PROBLEM TO SOLVE:
What is needed is every line of the material that contains "eyelash".
______
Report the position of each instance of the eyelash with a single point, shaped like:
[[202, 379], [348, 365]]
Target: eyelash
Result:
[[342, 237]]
______
YOUR RESPONSE:
Report the position of each instance of the eyelash with a single point, shaped like:
Target: eyelash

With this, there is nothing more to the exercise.